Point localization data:

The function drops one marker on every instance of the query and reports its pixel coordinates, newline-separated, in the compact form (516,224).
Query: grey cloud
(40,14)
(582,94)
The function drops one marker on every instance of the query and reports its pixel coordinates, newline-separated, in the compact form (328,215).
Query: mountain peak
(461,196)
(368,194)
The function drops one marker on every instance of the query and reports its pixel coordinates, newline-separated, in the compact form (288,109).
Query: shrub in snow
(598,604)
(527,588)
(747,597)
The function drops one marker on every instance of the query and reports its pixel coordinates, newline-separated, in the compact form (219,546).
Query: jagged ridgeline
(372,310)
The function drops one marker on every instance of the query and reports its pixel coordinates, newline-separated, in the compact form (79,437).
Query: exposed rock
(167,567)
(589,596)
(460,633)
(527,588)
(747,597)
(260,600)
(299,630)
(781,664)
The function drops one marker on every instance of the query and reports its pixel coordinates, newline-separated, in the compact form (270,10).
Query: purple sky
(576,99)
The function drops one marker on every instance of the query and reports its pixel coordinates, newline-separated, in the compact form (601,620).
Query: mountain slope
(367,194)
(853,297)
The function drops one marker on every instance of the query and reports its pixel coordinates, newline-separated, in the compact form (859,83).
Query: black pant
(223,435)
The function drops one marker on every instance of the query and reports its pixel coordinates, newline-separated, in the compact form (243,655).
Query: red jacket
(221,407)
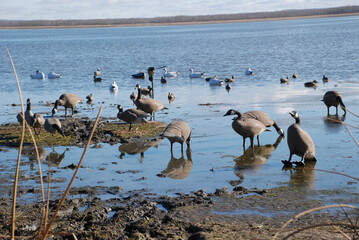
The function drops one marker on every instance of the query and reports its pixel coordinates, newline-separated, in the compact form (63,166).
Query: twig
(73,178)
(309,211)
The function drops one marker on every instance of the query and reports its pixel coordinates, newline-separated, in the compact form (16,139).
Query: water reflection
(138,146)
(179,168)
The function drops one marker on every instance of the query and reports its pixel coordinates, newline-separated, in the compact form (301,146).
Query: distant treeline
(181,19)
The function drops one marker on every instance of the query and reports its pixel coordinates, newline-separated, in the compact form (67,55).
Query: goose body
(148,105)
(333,98)
(246,127)
(53,125)
(178,131)
(68,100)
(169,74)
(299,142)
(193,74)
(214,81)
(131,115)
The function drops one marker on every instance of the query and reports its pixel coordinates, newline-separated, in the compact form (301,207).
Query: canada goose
(246,127)
(333,98)
(325,79)
(39,121)
(148,105)
(284,80)
(299,142)
(53,125)
(263,118)
(230,79)
(171,97)
(29,116)
(145,91)
(68,100)
(178,131)
(311,84)
(130,115)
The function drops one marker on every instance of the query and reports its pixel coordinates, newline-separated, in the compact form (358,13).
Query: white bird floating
(214,81)
(38,75)
(169,74)
(113,86)
(54,75)
(248,71)
(193,74)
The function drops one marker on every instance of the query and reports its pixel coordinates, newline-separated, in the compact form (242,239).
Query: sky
(105,9)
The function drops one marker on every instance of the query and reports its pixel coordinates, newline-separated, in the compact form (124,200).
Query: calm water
(310,47)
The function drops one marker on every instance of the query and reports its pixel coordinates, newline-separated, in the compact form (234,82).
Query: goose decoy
(299,142)
(53,125)
(148,105)
(193,74)
(68,100)
(311,84)
(263,118)
(333,98)
(230,79)
(246,127)
(325,79)
(171,97)
(178,131)
(284,80)
(131,115)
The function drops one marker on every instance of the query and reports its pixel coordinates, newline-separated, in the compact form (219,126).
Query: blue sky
(93,9)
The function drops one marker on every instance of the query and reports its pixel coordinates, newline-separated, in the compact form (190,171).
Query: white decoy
(248,71)
(169,74)
(54,75)
(214,81)
(193,74)
(113,86)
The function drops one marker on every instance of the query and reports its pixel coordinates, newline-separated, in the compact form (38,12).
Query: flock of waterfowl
(249,124)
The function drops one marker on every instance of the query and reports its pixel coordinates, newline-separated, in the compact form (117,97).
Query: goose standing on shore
(148,105)
(246,127)
(299,142)
(333,98)
(68,100)
(178,131)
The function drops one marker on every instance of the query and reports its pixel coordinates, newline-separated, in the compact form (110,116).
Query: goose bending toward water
(53,125)
(148,105)
(246,127)
(193,74)
(169,74)
(299,142)
(131,115)
(333,98)
(68,100)
(178,131)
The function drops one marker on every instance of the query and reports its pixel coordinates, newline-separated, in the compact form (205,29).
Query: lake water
(274,49)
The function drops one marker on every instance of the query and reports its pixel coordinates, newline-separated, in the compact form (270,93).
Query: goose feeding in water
(246,127)
(333,98)
(38,75)
(148,105)
(248,72)
(169,74)
(131,115)
(68,100)
(53,125)
(178,131)
(299,142)
(193,74)
(214,81)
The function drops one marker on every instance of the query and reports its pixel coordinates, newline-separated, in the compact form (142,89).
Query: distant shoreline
(182,23)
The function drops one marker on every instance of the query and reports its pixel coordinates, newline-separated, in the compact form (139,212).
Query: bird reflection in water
(138,147)
(178,168)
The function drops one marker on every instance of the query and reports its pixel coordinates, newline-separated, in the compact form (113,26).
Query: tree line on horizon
(182,18)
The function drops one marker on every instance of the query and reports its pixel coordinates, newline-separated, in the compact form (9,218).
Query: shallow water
(274,49)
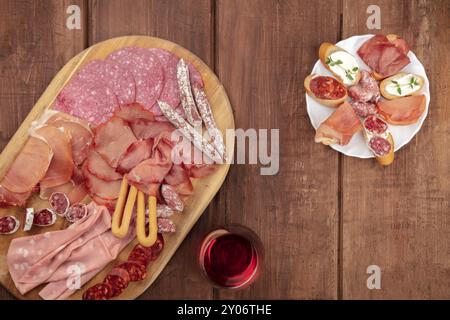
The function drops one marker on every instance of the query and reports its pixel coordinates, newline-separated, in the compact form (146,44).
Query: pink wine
(230,260)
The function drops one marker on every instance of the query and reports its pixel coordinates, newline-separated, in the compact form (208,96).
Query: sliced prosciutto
(383,56)
(108,190)
(8,198)
(61,167)
(135,154)
(100,168)
(29,167)
(403,111)
(112,140)
(80,139)
(339,127)
(178,178)
(134,111)
(144,129)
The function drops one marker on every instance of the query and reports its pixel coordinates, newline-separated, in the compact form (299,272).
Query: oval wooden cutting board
(204,189)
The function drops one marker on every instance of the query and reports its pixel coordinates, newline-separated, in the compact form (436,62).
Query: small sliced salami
(380,146)
(59,202)
(100,291)
(163,211)
(44,218)
(137,270)
(118,279)
(157,247)
(76,212)
(9,225)
(166,225)
(375,125)
(29,218)
(172,198)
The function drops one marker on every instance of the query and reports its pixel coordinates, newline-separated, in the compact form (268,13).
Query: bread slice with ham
(402,111)
(339,127)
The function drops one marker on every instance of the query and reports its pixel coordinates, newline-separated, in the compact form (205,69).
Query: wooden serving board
(204,189)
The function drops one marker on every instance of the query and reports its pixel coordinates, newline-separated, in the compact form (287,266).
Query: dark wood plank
(398,217)
(187,23)
(34,45)
(264,51)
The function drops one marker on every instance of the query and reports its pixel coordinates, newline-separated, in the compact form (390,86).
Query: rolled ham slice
(339,127)
(29,167)
(112,140)
(61,167)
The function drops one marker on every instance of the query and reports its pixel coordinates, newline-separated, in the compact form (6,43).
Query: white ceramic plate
(357,146)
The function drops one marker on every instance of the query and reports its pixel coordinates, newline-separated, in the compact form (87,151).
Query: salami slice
(76,212)
(44,218)
(9,225)
(118,279)
(172,198)
(59,202)
(380,146)
(136,269)
(146,70)
(375,125)
(100,291)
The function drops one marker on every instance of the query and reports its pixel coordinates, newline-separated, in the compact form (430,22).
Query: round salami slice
(44,218)
(380,146)
(100,291)
(375,125)
(59,202)
(137,270)
(118,279)
(9,225)
(172,198)
(76,212)
(146,70)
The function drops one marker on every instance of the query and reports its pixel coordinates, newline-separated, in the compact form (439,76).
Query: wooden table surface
(325,217)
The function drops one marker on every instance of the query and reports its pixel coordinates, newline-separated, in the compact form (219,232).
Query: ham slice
(61,167)
(133,111)
(339,127)
(100,168)
(29,167)
(403,111)
(51,257)
(80,139)
(112,140)
(179,179)
(105,189)
(383,56)
(145,129)
(8,198)
(149,174)
(135,154)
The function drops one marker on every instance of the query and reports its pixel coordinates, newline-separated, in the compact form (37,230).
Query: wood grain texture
(187,23)
(34,45)
(265,50)
(398,217)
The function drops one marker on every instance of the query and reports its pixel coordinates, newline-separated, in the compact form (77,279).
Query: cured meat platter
(399,66)
(203,191)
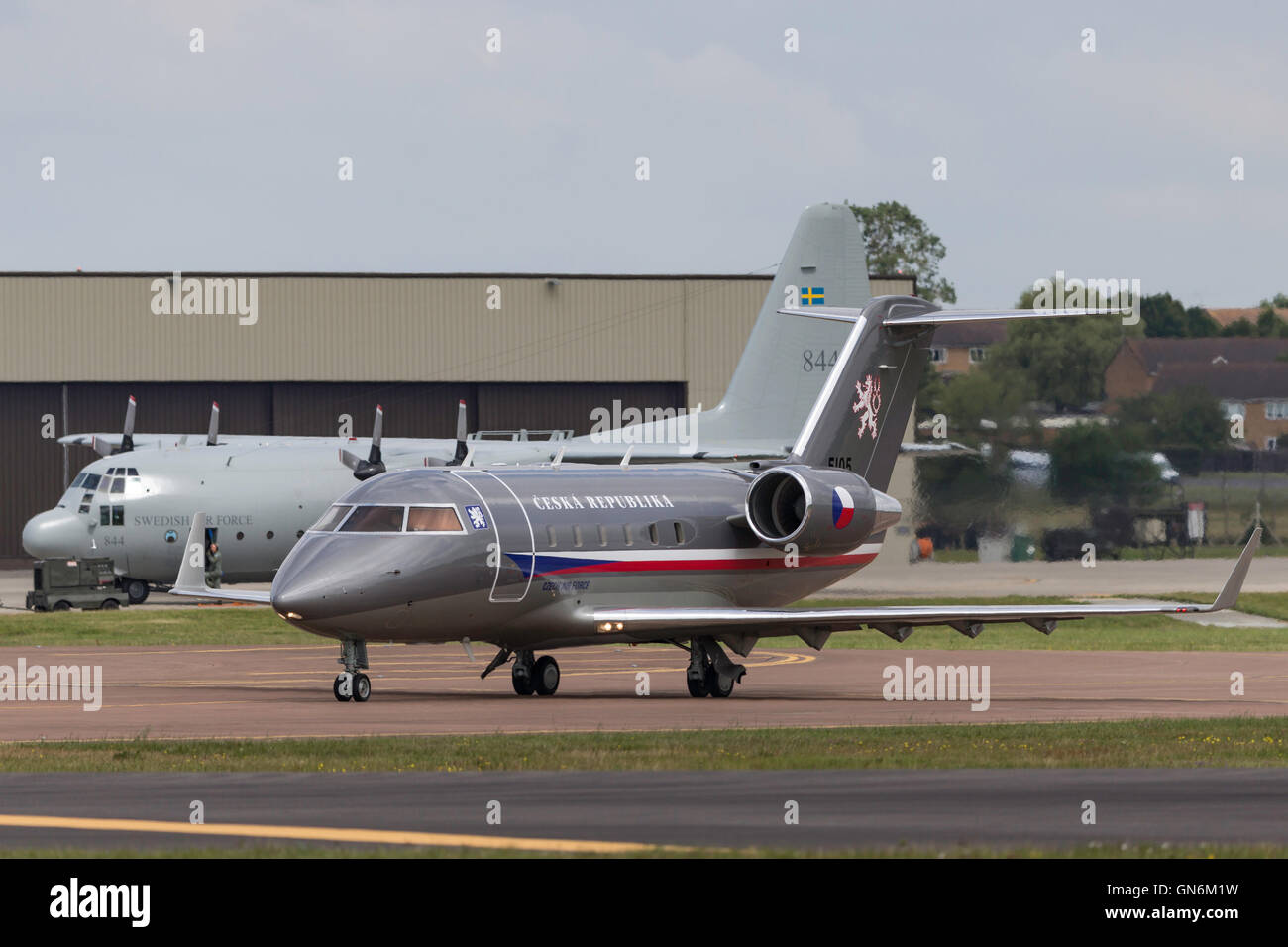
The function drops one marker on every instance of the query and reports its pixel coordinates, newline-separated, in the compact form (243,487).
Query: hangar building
(523,351)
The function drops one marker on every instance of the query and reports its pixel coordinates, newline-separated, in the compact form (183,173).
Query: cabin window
(375,519)
(331,518)
(433,519)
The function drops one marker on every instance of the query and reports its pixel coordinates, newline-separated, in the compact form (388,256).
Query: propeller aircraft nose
(55,534)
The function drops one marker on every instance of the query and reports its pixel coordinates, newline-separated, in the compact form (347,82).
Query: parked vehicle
(62,583)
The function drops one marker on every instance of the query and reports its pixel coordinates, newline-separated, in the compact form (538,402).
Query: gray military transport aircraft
(540,557)
(262,492)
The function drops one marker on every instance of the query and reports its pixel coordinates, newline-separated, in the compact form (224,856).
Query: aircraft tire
(545,676)
(343,692)
(713,686)
(361,688)
(523,684)
(137,590)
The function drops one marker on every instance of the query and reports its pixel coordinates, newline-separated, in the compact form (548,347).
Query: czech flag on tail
(842,508)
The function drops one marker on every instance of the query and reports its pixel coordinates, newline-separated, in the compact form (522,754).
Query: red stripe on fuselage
(712,565)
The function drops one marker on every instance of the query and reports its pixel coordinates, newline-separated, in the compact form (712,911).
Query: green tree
(1061,360)
(1167,317)
(900,241)
(1185,418)
(992,394)
(1095,464)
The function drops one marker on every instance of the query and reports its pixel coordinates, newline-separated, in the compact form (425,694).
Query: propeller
(106,449)
(374,464)
(462,453)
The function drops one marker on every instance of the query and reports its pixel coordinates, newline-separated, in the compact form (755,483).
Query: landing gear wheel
(713,684)
(343,686)
(545,676)
(362,688)
(523,684)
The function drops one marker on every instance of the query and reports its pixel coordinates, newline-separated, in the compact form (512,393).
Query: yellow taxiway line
(375,836)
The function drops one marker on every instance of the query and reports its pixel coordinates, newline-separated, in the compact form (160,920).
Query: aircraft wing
(191,581)
(897,621)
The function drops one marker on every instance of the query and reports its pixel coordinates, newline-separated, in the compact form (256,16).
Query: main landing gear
(535,676)
(352,684)
(711,673)
(529,674)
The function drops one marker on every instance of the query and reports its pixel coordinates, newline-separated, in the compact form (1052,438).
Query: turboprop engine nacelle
(820,510)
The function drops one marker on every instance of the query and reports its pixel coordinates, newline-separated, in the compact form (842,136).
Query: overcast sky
(1106,163)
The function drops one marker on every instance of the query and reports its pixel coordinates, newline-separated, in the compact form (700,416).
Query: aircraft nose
(55,534)
(303,587)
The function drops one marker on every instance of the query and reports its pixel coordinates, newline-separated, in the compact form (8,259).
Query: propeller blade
(374,464)
(128,432)
(213,434)
(462,431)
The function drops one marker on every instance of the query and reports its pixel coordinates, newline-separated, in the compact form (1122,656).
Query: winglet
(1229,595)
(192,569)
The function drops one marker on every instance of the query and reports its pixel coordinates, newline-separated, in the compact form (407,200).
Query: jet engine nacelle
(820,510)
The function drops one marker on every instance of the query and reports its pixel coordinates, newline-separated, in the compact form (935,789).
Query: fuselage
(522,554)
(137,506)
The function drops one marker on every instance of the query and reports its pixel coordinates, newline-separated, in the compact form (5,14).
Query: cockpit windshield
(433,519)
(389,519)
(375,519)
(331,518)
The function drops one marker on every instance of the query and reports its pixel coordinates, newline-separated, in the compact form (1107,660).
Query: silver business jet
(540,557)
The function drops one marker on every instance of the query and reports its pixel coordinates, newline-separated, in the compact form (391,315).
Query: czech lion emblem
(868,405)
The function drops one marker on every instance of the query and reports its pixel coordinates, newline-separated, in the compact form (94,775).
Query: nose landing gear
(711,673)
(352,684)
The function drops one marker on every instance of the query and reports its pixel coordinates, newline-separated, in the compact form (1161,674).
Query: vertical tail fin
(787,361)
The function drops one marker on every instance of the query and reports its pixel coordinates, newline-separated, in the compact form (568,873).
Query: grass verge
(1199,742)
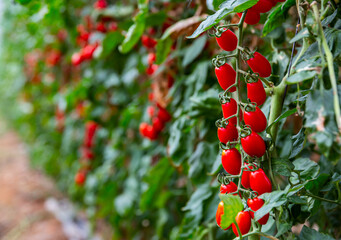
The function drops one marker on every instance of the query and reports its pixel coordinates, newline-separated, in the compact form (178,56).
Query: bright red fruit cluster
(244,133)
(262,6)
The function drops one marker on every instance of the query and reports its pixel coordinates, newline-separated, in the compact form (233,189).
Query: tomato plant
(117,101)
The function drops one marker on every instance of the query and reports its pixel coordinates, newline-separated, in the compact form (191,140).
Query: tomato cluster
(262,6)
(240,127)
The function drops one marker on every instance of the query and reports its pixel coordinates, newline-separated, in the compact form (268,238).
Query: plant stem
(330,62)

WORK INSTRUCTIONS: Please write out exactly the lines from the start of the data through the line that contains "compact form (243,655).", both ends included, and nothing else.

RESULT OF THIS EXERCISE:
The function drops one marker on every instance of the query and reports its pixel coordinates, newline-separated, in the compact form (516,224).
Query: grey cloud
(40,14)
(582,94)
The function drops one marker on every instance of the query and reports its pixel coordinates, newline-separated, in the compact form (328,215).
Query: mountain peak
(461,196)
(368,194)
The function drops one marker on every instance of the query and reports its pixel coordinates, newline-separated, in the compact form (288,109).
Query: shrub in snow
(598,604)
(527,588)
(747,597)
The function drops one marker on every instance of the query and reports its pixel coordinates, newline-separated, in the compact form (219,546).
Query: jagged ridgeline
(372,310)
The function drops one marker on every instance of the query and reports its pixel coordinates, newline-separated, in the compact form (79,437).
Query: exposed rock
(167,567)
(589,596)
(460,633)
(527,588)
(747,597)
(260,600)
(299,630)
(781,664)
The function drops one marker on every instance of the query and reports its pixel coordinates, newline-separated, in the compact form (270,10).
Query: purple sky
(576,99)
The function drops one marker on every instance of the query and reports its pixel coordinates, newline-separated, in the compact form (601,620).
Query: mountain slope
(367,194)
(853,297)
The function drops one marker on every instance of the query and reports its pixel coordinates, newline-separated, in the compact form (859,83).
Query: black pant
(223,435)
The function drops one marker on every instance of the query and reports its pixel coordinates, newline-separated, in the compact form (243,655).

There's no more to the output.